§ Required task: Pick up the Massachusetts divorce jurisdiction article after its last sentence and keep writing it.

§ Excerpt:

+++

Five years ago, you married your spouse in Massachusetts. During this time, you had two children, shared a marital home, had a business together, and shared countless other assets. You have decided to file for divorce, but things have gotten a bit complicated. Your (soon-to-be former) spouse wants to move out of state and have custody of your children. You probably have so many questions, like can you file for divorce here? Does this story sound like something you are going through? The jurisdictional requirements for filing for divorce in the Commonwealth are the first steps in the process. This article will explain if your divorce can be filed here, what to do if your spouse is leaving the Commonwealth during the proceedings, and how this complication can affect child support and custody.
First, you must determine if your divorce can be filed in Massachusetts. You may file the divorce action in Massachusetts based on the domicile of both parties. Domicile is defined as a person’s permanent residence where they live full-time, or the intent of a person to remain permanently or for a period in a new place. To determine domicile in a divorce proceeding, Massachusetts judges consider how long a person lived in Massachusetts, and any further signs of permanent residency. These signs can include a mortgage on a home, a Massachusetts driver’s license or whether children were being raised in the Commonwealth. In short, if you are filing for divorce in Massachusetts, you must have been living in Massachusetts at least one year before the filing or if you are living in Massachusetts at the time of the divorce and the divorce occurred in the Commonwealth, jurisdiction is still valid. See G.L.c. 208, §5. If the cause of action for your divorce occurred here, you have subject matter jurisdiction here.
Massachusetts Long Arm Statute
If your former spouse continues to say that because they moved they cannot be asked to participate in a divorce in Massachusetts, you have two options: Rule 4(e) of the Massachusetts Rules of Domestic Relations Procedure, and the Massachusetts Long Arm Statute. Rule 4(e) explains the jurisdictional requirement of service of process during a divorce case. Rule 4(e) will give your former spouse proper legal notice that there is a divorce action against him or her. The rule states:
When any statute or law of the Commonwealth authorizes service of process outside the Commonwealth, the service shall be made by delivering a copy of the summons and of the complaint: (1) in any appropriate manner prescribed in subdivision (d) of this Rule; or (2) in the manner prescribed by the law of the place in which the service is made for service in that place in an action in any of its courts of general jurisdiction; or (3) by any form of mail addressed to the person to be served and requiring a signed receipt; or (4) as directed by the appropriate foreign authority in response to a letter rogatory; or (5) as directed by order of the court. (Mass. R. Dom. Rel. P. 4(e).)
Additionally, the Massachusetts Long Arm Statute describes when a court can exercise jurisdiction over a person who engaged with business or other affairs in the state. This statute allows the state to bind a defendant in a divorce hearing to the laws of the Commonwealth. Specifically, the Massachusetts Long Arm Statute states that if anyone maintains a domicile within the Commonwealth of Massachusetts during a “personal or marital relationship of of which arises a claim for divorce…”, the case can be heard in the Commonwealth. See Mass. Gen. Laws ch. 223A, s. 3(g).

+++

§ Data records:

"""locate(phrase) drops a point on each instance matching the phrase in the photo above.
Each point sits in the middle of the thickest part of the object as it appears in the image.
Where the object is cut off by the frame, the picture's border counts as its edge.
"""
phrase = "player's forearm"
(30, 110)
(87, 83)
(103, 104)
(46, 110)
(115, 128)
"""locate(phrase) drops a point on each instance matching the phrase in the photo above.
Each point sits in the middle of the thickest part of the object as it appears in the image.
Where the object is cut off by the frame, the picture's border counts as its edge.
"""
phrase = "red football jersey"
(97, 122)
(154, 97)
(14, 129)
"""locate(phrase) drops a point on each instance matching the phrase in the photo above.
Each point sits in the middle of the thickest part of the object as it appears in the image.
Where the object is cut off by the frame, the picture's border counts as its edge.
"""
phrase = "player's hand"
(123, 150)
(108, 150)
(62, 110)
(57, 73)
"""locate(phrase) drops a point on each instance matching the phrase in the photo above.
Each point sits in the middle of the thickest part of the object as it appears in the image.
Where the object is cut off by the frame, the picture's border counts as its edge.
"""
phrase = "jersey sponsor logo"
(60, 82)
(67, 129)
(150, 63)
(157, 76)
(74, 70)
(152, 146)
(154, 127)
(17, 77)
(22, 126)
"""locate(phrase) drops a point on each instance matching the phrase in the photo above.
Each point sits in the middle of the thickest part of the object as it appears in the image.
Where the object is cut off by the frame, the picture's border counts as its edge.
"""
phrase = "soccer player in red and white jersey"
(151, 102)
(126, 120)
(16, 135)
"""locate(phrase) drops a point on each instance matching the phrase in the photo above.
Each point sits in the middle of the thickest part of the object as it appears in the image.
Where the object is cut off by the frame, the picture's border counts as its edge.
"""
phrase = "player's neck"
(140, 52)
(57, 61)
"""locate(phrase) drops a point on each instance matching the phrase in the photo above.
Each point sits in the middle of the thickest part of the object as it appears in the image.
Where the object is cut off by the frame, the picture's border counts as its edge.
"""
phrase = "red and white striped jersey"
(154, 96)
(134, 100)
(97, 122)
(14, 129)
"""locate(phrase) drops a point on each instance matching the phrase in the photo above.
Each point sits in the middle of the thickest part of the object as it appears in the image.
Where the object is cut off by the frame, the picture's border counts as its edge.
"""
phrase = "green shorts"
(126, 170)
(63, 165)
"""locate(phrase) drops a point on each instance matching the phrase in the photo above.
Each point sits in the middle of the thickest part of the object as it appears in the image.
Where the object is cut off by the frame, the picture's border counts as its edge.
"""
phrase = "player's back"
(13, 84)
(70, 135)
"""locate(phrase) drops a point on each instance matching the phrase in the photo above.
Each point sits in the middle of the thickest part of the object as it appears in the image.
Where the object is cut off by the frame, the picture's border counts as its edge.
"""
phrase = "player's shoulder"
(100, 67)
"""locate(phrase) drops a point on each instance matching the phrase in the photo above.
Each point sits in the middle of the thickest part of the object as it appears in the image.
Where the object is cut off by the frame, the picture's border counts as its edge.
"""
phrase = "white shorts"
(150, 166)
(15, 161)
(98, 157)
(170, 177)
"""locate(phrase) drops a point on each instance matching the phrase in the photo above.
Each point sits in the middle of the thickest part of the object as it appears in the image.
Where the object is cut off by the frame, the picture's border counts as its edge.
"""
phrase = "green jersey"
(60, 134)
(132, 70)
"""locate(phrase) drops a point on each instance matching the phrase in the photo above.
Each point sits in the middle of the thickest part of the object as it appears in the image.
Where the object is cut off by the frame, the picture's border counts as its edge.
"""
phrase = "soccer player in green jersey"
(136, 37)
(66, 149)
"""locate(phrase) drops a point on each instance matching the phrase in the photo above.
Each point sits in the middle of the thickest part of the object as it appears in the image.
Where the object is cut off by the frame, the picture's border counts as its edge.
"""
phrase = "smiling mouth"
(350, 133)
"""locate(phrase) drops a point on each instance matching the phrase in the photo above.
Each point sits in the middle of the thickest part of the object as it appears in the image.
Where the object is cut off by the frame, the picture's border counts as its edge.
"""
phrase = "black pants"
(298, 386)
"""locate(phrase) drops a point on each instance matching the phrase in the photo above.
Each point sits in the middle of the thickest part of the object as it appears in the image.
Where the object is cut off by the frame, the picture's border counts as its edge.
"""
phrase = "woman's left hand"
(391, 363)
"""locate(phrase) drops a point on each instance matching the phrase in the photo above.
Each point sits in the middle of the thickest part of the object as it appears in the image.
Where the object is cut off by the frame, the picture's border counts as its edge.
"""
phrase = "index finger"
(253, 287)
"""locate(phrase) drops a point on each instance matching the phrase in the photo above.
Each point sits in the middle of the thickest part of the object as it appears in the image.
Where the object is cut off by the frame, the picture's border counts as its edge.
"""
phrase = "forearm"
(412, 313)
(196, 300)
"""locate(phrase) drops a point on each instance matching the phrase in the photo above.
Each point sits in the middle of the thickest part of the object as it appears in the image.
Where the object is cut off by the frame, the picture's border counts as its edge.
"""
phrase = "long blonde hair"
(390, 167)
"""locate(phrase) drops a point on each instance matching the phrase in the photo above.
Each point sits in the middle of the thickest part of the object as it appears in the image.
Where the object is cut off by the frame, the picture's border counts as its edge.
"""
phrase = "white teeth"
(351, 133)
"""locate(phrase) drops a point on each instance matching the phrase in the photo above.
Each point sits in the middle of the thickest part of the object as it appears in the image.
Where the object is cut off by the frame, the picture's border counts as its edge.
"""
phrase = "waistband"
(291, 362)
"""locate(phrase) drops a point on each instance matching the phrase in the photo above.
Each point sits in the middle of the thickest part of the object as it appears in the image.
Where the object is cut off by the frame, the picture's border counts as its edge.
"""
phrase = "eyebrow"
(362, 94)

+++

§ Response below:
Having contact with more than one state can affect child custody and support decisions as well. Regarding child support, please be aware that the Massachusetts Long Arm Statute can further apply to your claim for child support against your former spouse if they move. If you continue to live in the state with your children, the Court may exercise jurisdiction over your former spouse, and you may petition the Massachusetts Probate and Family Court as well.
Nationally v. Massachusetts
Regarding child custody, you may be wondering if more than one state can enforce a custody decision? Will Massachusetts law take precedent? The Uniform Child Custody Jurisdiction and Enforcement Act (UCCJEA) of 1997 has been adopted by 49 states – EXCEPT FOR MASSACHUSETTS! This act aims to establish jurisdiction over child custody in one state and to protect these orders from being modified in a different state.
Unlike the rest of the country, Massachusetts relies on the Massachusetts Child Custody Jurisdiction Act (MCCJA), the Massachusetts Uniform Interstate Family Support Act (UIFSA), and the Federal Parental Kidnapping Prevention Act (PKPA). These laws state that if a child resides in Massachusetts when a divorce is filed, Massachusetts can exercise jurisdiction over the children in that specific case. Like the UCCJEA, the Commonwealth may exercise temporary jurisdiction over a child where there is kidnapping or child endangerment. While the MCCJA and UCCJEA share many similarities, things may become difficult if your former spouse wants to take the children with him or her to their new state. While the UCCJEA allows the court where the divorce was initiated to retain jurisdiction over a child’s case, even if they have left, MCCJA does not. The Commonwealth’s act prohibits Massachusetts courts from retaining jurisdiction over children once they leave the state. These situations create a lot of confusion which can lead to two custody cases ongoing simultaneously. This financial and stressful burden that stems from Massachusetts’ difference is important to note when filing for divorce.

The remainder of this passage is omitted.